#### [STATED PROBLEM]
The records that follow are to be repeated without alteration.

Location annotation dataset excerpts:
——————————
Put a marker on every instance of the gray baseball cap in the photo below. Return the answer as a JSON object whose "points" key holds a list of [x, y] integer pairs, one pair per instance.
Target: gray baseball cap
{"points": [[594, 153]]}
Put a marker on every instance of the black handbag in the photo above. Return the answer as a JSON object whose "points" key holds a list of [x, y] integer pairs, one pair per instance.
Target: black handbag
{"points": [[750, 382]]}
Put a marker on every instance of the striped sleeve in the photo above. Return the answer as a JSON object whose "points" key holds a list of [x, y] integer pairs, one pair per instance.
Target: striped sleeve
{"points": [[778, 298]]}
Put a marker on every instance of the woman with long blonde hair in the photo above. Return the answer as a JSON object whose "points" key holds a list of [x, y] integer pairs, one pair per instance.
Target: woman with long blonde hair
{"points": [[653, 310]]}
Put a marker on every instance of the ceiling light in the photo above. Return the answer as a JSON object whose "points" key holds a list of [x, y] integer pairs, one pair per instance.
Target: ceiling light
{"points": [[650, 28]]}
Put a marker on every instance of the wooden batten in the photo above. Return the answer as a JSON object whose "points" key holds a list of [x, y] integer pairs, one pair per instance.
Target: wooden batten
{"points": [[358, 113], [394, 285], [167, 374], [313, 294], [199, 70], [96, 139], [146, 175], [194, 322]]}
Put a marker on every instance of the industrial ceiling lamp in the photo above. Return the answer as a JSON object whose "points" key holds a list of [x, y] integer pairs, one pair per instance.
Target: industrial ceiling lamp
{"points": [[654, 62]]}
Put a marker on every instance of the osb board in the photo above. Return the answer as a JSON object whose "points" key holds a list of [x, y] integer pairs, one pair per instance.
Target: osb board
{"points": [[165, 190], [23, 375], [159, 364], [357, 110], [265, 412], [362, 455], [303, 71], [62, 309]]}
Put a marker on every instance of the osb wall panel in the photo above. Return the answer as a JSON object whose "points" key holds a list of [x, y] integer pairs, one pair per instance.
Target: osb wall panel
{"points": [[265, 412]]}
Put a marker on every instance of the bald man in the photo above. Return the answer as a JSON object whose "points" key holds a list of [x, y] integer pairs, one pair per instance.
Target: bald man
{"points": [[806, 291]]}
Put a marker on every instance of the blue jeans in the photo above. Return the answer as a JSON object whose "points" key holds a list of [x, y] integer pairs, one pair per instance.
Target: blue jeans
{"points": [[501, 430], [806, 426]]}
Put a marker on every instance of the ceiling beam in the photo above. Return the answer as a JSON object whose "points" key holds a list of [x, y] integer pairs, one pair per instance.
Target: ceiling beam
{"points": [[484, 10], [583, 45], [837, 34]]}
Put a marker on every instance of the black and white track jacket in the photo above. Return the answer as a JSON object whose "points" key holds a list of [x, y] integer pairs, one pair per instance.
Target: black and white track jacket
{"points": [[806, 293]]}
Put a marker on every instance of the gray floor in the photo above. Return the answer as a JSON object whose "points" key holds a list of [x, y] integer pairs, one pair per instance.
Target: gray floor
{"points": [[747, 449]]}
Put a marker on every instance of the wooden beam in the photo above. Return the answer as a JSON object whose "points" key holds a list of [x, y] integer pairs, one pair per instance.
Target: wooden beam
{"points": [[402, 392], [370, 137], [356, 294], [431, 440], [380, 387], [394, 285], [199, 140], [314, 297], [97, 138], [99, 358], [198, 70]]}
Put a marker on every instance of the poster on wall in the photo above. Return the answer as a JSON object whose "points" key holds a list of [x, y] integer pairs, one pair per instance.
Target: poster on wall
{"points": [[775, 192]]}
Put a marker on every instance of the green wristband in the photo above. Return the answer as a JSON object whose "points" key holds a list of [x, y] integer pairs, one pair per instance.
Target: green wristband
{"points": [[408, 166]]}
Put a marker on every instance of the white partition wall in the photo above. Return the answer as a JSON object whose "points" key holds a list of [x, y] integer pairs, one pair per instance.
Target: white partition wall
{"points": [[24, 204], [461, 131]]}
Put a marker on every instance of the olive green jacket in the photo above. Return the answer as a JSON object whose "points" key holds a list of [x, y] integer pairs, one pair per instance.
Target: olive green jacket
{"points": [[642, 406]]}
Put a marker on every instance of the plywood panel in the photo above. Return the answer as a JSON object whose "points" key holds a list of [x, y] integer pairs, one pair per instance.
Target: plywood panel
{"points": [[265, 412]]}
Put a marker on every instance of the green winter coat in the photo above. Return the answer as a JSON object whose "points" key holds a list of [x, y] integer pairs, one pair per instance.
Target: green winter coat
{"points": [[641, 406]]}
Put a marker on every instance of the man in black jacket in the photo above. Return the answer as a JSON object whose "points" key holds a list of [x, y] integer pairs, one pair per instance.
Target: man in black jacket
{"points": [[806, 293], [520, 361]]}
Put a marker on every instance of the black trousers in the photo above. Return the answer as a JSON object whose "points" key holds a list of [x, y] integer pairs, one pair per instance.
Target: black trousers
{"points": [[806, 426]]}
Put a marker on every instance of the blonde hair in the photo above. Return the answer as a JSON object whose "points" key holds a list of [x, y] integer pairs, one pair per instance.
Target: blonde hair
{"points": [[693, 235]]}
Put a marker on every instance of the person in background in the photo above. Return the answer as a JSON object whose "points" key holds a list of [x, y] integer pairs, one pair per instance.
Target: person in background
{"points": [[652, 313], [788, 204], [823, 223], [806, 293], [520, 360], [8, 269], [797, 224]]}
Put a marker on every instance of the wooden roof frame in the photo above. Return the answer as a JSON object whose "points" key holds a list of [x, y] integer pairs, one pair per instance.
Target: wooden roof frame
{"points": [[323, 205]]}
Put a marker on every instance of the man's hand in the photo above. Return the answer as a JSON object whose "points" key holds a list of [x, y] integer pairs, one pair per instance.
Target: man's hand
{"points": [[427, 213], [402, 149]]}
——————————
#### [FINAL RESULT]
Put a marker on every instance of the gray baseball cap in the photo below. Return the answer as a JSON object whose "points" key holds a list of [x, y] integer pairs, one pair per instance.
Target: gray baseball cap
{"points": [[594, 153]]}
Put a marker on every instance of the black handbag in the photo above. Return the answer as a JSON object whose "points" key holds a list of [x, y] integer pairs, one pair per instance.
Target: black handbag
{"points": [[750, 382]]}
Put a marker on every instance of the striped sleeve in the photo above. Return the answer as a JSON object whose "points" key holds a list of [x, y] integer pairs, one pair per instance.
Target: striped sleeve
{"points": [[778, 298]]}
Put a marker on every instance of the woman with long blonde hair in the photo above. Return the answer as a JSON object whose "points" key holds a list of [x, y] integer pairs, one pair per instance.
Target: woman with long blonde hair
{"points": [[653, 310]]}
Put a marker on every instance of the ceiling light in the photo above. Return the answer as a JSON object whose "points" key holds a list of [x, y] integer pairs, one pair per instance.
Target: ceiling light
{"points": [[650, 28]]}
Put a marker on every instance of the wooden batten in the photo above. Return the answer as a JSON object whose "points" key holds a list of [x, y] integer pairs, one pair per instance.
Target: wooden batten
{"points": [[358, 113], [394, 285], [167, 374], [313, 294], [199, 70], [96, 139], [146, 175], [194, 322]]}
Put a marker on every instance of the industrial ceiling lamp in the photo above. Return the answer as a JSON object whose "points" key holds a list of [x, y] integer pairs, one pair per instance.
Target: industrial ceiling lamp
{"points": [[654, 62]]}
Put a marker on every instance of the osb board in the photo above. Return the answer as a JSON object whose "points" key holds a list of [x, y] integer pairs, one pair per instance.
Target: osb board
{"points": [[165, 190], [23, 375], [159, 364], [357, 110], [265, 412], [362, 455], [303, 71], [62, 309]]}
Put a marker on every instance of the osb wall panel in the photo above. Return the answer as a JSON object whose "points" key holds a list of [x, y] integer pairs, one pair per instance.
Target: osb wall panel
{"points": [[265, 412]]}
Put a marker on every instance of the bald man in the photo above. Return the answer as a JSON object whose "points" key holds a list of [x, y] integer pairs, one pair per instance.
Target: bald man
{"points": [[806, 291]]}
Put a marker on every instance of the blue jeans in the photo above. Return the answer as a JSON object whose "points" key holds a list of [x, y] integer pairs, one pair per instance.
Target: blue jeans
{"points": [[501, 430], [806, 426]]}
Put a marker on every instance of the ceiling beam in the photo above. Return the answer as a JSON object whose "points" key holds a list of [x, y] integer pairs, one pair per instance.
Target: ceiling beam
{"points": [[484, 10], [583, 45], [837, 34]]}
Put a marker on every instance of the black and white track jacket in the photo above. Return the answer as a JSON object whose "points" key holds a list of [x, y] integer pairs, one pair per instance.
Target: black and white track jacket
{"points": [[806, 293]]}
Put a marker on every instance of the gray floor in the photo above. Return the answer as a JSON object whose "points" key holds a list of [x, y] integer pairs, one pair per instance.
Target: gray floor
{"points": [[747, 449]]}
Put a marker on every instance of the wooden beam in the photo above. Return the answer as a JSON object whose "points" key holds a list of [x, y] integer pairs, one pair per instance.
Target: wooden beam
{"points": [[402, 392], [370, 137], [356, 294], [431, 440], [380, 387], [394, 285], [199, 140], [314, 297], [97, 138], [99, 358], [198, 70]]}
Put a marker on every instance of the poster on wall in the photo above. Return the answer as a JSON object whose "points" key holds a list of [x, y] integer pairs, one pair per instance.
Target: poster on wall
{"points": [[775, 192]]}
Put a marker on every instance of the green wristband in the photo above. Return the answer as a JSON object whose "points" key holds a list of [x, y] integer pairs, one pair per instance.
Target: green wristband
{"points": [[408, 166]]}
Put a marker on every instance of the white partition wall in the photo above. Return the answer as a JSON object whose "points" key holds a list of [x, y] integer pairs, one pair per instance.
Target: white partition wall
{"points": [[24, 204], [461, 131]]}
Put a marker on every instance of the olive green jacket in the photo above. Return the answer as a JSON object whose "points" key holds a list of [x, y] integer pairs, one pair per instance.
Target: olive green jacket
{"points": [[642, 406]]}
Put a marker on every instance of the plywood panel in the photo above. Return the answer as a JSON object whose "points" key holds a list of [x, y] integer pairs, one pair per instance.
Target: plywood panel
{"points": [[265, 412]]}
Put a marker on every instance of the green winter coat in the photo above. Return the answer as a JSON object whose "points" key holds a list of [x, y] integer pairs, one pair per instance.
Target: green winter coat
{"points": [[641, 406]]}
Put a marker on every instance of the man in black jacket in the photo above. Return the answer as a JSON object whose "points" key holds a list of [x, y] integer pairs, one pair per instance.
Target: man in black jacket
{"points": [[806, 293], [520, 361]]}
Put a marker on every instance of the black trousers in the photo above. Return the answer as a JSON object whose "points" key holds a list of [x, y] integer pairs, one pair per instance.
Target: black trousers
{"points": [[806, 426]]}
Put a marker on every instance of the blonde hair in the photo above. Return the answer as a JSON object whose "points" key holds a list of [x, y] integer pairs, one pair per instance.
Target: blonde hair
{"points": [[693, 235]]}
Put a marker on every instance of the person in background in the photo above. Return the answer as a JSON object whose "points" key holds a list of [x, y] integer pairs, one pair per instance.
Target: person in background
{"points": [[652, 313], [788, 204], [823, 223], [806, 293], [520, 360], [8, 269], [797, 224]]}
Put a marker on every instance of the wooden roof frame in the photo above. Return the answer as a JSON object whose "points" key holds a list of [x, y] integer pairs, one pair per instance.
Target: wooden roof frame
{"points": [[323, 205]]}
Put a marker on every instance of the man's hand in the photo above. Return the answer as a JSON object whose "points" key holds a list of [x, y] integer pairs, one pair per instance.
Target: man's hand
{"points": [[427, 213], [402, 149]]}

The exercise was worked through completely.